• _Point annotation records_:
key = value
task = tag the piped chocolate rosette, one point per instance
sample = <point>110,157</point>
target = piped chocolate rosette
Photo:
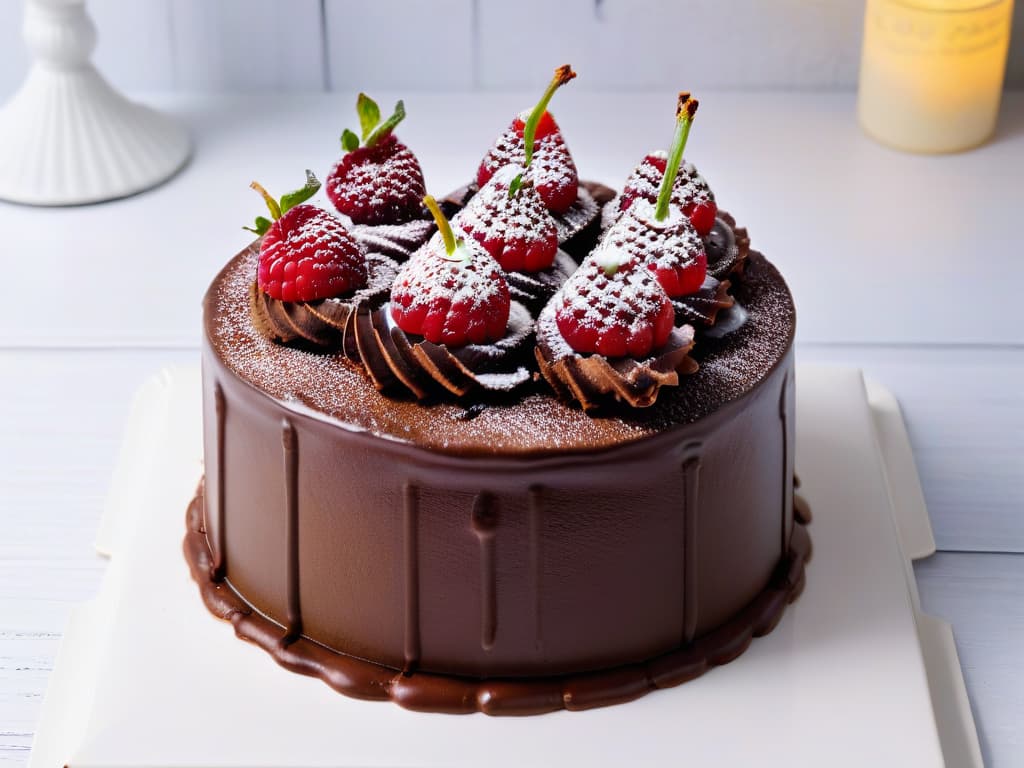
<point>312,274</point>
<point>451,325</point>
<point>535,142</point>
<point>378,185</point>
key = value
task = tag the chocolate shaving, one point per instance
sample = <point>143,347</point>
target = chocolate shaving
<point>727,247</point>
<point>395,241</point>
<point>592,380</point>
<point>398,363</point>
<point>534,290</point>
<point>327,325</point>
<point>704,305</point>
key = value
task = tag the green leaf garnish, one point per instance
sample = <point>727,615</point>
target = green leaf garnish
<point>262,224</point>
<point>293,199</point>
<point>388,125</point>
<point>514,186</point>
<point>370,114</point>
<point>349,140</point>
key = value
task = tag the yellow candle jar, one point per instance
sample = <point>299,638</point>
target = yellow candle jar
<point>931,72</point>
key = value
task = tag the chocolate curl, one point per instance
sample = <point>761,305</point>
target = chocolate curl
<point>592,380</point>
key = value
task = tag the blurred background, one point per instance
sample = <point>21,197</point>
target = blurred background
<point>315,45</point>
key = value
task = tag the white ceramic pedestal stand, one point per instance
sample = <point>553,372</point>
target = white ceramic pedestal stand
<point>67,137</point>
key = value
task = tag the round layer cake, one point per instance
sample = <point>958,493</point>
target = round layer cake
<point>505,553</point>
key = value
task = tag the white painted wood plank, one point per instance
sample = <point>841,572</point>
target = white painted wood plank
<point>879,247</point>
<point>247,45</point>
<point>965,417</point>
<point>396,44</point>
<point>982,596</point>
<point>699,44</point>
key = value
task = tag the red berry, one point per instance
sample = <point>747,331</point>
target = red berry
<point>454,299</point>
<point>689,193</point>
<point>625,313</point>
<point>379,184</point>
<point>551,170</point>
<point>307,254</point>
<point>671,249</point>
<point>517,230</point>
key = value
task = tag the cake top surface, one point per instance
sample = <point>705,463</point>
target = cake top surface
<point>532,421</point>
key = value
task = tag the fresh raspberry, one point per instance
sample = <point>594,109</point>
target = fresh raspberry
<point>552,170</point>
<point>613,307</point>
<point>689,192</point>
<point>671,249</point>
<point>307,254</point>
<point>455,299</point>
<point>378,184</point>
<point>548,164</point>
<point>514,228</point>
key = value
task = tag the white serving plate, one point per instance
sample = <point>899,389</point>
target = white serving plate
<point>854,675</point>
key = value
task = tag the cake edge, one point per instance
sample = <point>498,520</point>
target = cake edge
<point>453,694</point>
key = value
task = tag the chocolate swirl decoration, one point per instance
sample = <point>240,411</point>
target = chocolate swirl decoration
<point>326,325</point>
<point>534,290</point>
<point>727,247</point>
<point>396,241</point>
<point>397,361</point>
<point>593,380</point>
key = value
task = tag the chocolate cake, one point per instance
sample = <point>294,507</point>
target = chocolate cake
<point>579,536</point>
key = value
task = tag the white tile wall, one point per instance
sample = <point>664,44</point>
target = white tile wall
<point>222,45</point>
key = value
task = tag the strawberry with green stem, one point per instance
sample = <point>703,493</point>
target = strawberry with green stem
<point>534,140</point>
<point>379,179</point>
<point>306,253</point>
<point>662,237</point>
<point>451,292</point>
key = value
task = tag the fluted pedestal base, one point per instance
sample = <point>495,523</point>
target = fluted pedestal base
<point>69,138</point>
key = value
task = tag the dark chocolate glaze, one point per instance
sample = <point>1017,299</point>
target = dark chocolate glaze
<point>459,695</point>
<point>511,556</point>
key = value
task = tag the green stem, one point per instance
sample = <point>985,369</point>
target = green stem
<point>388,125</point>
<point>685,110</point>
<point>562,75</point>
<point>270,202</point>
<point>442,224</point>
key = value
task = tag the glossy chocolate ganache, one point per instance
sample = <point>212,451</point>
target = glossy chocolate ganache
<point>504,552</point>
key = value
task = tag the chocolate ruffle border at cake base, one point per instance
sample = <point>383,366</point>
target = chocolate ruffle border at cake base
<point>459,695</point>
<point>326,325</point>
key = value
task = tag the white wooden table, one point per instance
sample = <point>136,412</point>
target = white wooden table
<point>903,265</point>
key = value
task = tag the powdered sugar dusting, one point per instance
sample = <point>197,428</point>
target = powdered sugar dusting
<point>535,422</point>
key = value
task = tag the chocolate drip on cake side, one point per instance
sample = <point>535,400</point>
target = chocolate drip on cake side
<point>290,445</point>
<point>411,524</point>
<point>536,501</point>
<point>691,477</point>
<point>787,473</point>
<point>484,521</point>
<point>220,556</point>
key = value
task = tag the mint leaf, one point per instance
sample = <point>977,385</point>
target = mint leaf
<point>514,186</point>
<point>388,125</point>
<point>370,114</point>
<point>262,224</point>
<point>349,140</point>
<point>300,196</point>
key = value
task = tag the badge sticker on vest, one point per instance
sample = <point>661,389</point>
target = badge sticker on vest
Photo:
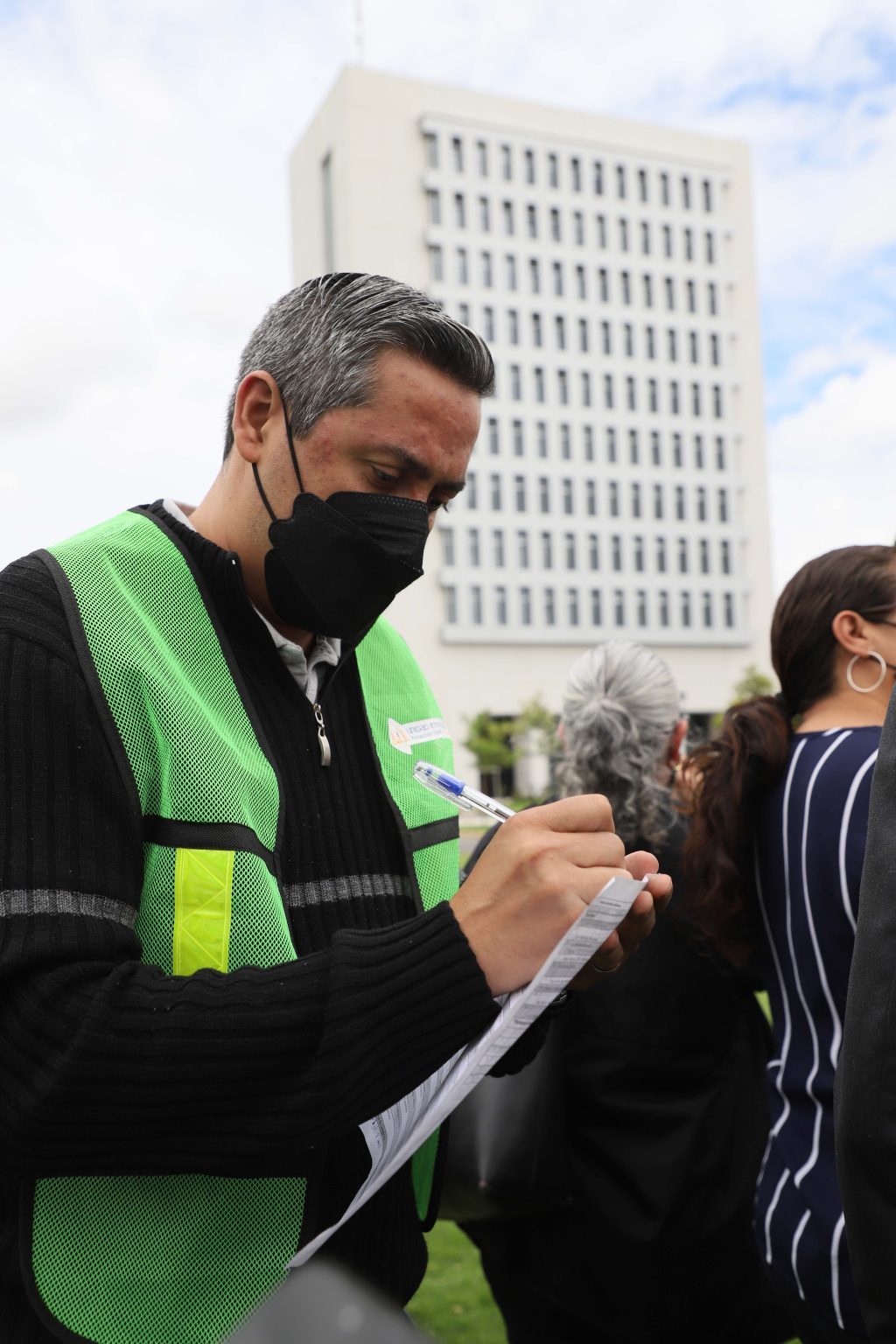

• _EXERCISE TASK_:
Present all of the material above as a numbered list with no blank lines, and omit the pictures.

• _WRITTEN REPLY_:
1. key = value
2. task = tag the piped chocolate rosette, one point per instance
3. sample = <point>110,157</point>
4. target = piped chocolate rosette
5. Photo:
6. <point>312,274</point>
7. <point>451,325</point>
8. <point>535,142</point>
9. <point>378,185</point>
10. key = value
11. task = tag the chocolate shaving, one point per instance
12. sample = <point>143,347</point>
13. target = chocolate shaving
14. <point>727,247</point>
15. <point>395,241</point>
16. <point>592,380</point>
17. <point>398,363</point>
18. <point>534,290</point>
19. <point>327,325</point>
20. <point>704,305</point>
21. key = value
22. task = tag the green leaf garnish, one point per instance
23. sample = <point>727,615</point>
24. target = green leaf garnish
25. <point>262,224</point>
26. <point>293,199</point>
27. <point>388,125</point>
28. <point>514,186</point>
29. <point>370,114</point>
30. <point>349,140</point>
31. key = value
32. task = tag the yellow candle jar, one point per instance
33. sample = <point>299,638</point>
34. target = yellow candle jar
35. <point>931,72</point>
36. key = value
37. task = tag the chocolate curl, one point per instance
38. sample = <point>761,305</point>
39. target = chocolate curl
40. <point>592,380</point>
41. key = value
42. task = tag the blurred background, one point per instance
43. sample = <point>21,197</point>
44. target = blurred background
45. <point>315,45</point>
46. key = value
47. task = tag the white ceramic pedestal stand, one point per instance
48. sample = <point>553,372</point>
49. target = white ceramic pedestal stand
50. <point>67,137</point>
51. key = value
52. task = tag the round layer cake, one point per instance
53. sample = <point>958,493</point>
54. target = round layer cake
55. <point>505,553</point>
56. key = value
57. task = tag the white painted wood plank, one point per instance
58. sample = <point>841,572</point>
59. target = white painted wood plank
60. <point>879,247</point>
61. <point>247,45</point>
62. <point>965,417</point>
63. <point>396,44</point>
64. <point>982,596</point>
65. <point>699,44</point>
66. key = value
67. task = tag the red berry, one point per instance
68. sample = <point>747,331</point>
69. target = red berry
70. <point>454,299</point>
71. <point>689,193</point>
72. <point>625,313</point>
73. <point>379,184</point>
74. <point>551,170</point>
75. <point>307,254</point>
76. <point>671,249</point>
77. <point>517,230</point>
78. key = value
79. task = tag the cake top surface, one point per instance
80. sample = <point>705,463</point>
81. target = cake top surface
82. <point>532,421</point>
83. key = value
84. task = tag the fresh raspberry, one point per instance
85. sample = <point>594,109</point>
86. target = fresh raspberry
87. <point>552,170</point>
88. <point>613,307</point>
89. <point>689,192</point>
90. <point>671,249</point>
91. <point>307,254</point>
92. <point>455,299</point>
93. <point>378,184</point>
94. <point>548,164</point>
95. <point>514,228</point>
96. key = value
97. task = tag the white serving plate, one point per instance
98. sample = <point>899,389</point>
99. target = white serving plate
100. <point>854,675</point>
101. key = value
102. task = tag the cake edge, one point per instance
103. sample = <point>498,520</point>
104. target = cake edge
105. <point>453,694</point>
106. key = value
107. task = tag the chocolate swirl decoration, one point per instance
108. sample = <point>240,411</point>
109. target = chocolate swirl decoration
110. <point>326,325</point>
111. <point>534,290</point>
112. <point>727,247</point>
113. <point>396,241</point>
114. <point>397,361</point>
115. <point>593,380</point>
116. key = value
117. task = tag the chocolate cake, one point per instance
118. sample = <point>294,507</point>
119. target = chocolate cake
120. <point>579,536</point>
121. key = value
122. task = tag the white tile wall, one point per instance
123. sample = <point>664,44</point>
124. target = white tile wall
125. <point>222,45</point>
126. key = value
127. task = tag the strawberry with green stem, one point per instance
128. sample = <point>703,493</point>
129. target = strawberry with green stem
130. <point>534,140</point>
131. <point>379,179</point>
132. <point>306,253</point>
133. <point>662,237</point>
134. <point>451,292</point>
135. key = value
136. task = tag the fluted pedestal base, one point per instance
137. sample = <point>495,523</point>
138. target = fluted pedestal base
139. <point>69,138</point>
140. key = value
141. task = tag the dark chocolate glaze, one point per instance
142. sample = <point>1017,299</point>
143. target = dark chocolate glaze
144. <point>459,695</point>
145. <point>511,556</point>
146. key = value
147. task = tag the green stem, one point per instance
148. sample = <point>985,369</point>
149. target = green stem
150. <point>388,125</point>
151. <point>685,110</point>
152. <point>562,75</point>
153. <point>270,202</point>
154. <point>442,224</point>
155. key = value
156. task = tag the glossy chocolate ganache, one point per instance
157. sample = <point>212,451</point>
158. target = glossy chocolate ganache
159. <point>504,552</point>
160. key = value
161. task = tag the chocolate ruffle border at cake base, one point per instance
162. sample = <point>383,366</point>
163. target = chocolate ruffle border at cake base
164. <point>459,695</point>
165. <point>326,325</point>
166. key = value
167. task = tag the white wooden table, one point per instance
168. sample = <point>136,412</point>
169. target = white wooden table
170. <point>903,265</point>
171. key = value
172. task = tag the powdered sugar dusting, one point per instance
173. sample = <point>197,428</point>
174. target = powdered sugar dusting
175. <point>535,422</point>
176. key = value
177. task = tag the chocolate drip on cake side, one point per instance
178. sample = <point>535,400</point>
179. target = chocolate drip on cake side
180. <point>290,445</point>
181. <point>411,524</point>
182. <point>536,501</point>
183. <point>691,477</point>
184. <point>787,473</point>
185. <point>484,521</point>
186. <point>220,556</point>
187. key = value
188. task = tag the mint leaf, one point per instance
189. sample = <point>977,385</point>
190. target = mint leaf
191. <point>514,186</point>
192. <point>388,125</point>
193. <point>370,114</point>
194. <point>262,224</point>
195. <point>349,140</point>
196. <point>300,196</point>
197. key = value
198. task = tag the badge sticker on vest, one point per instance
199. sample = <point>661,389</point>
200. target = badge sticker on vest
201. Photo:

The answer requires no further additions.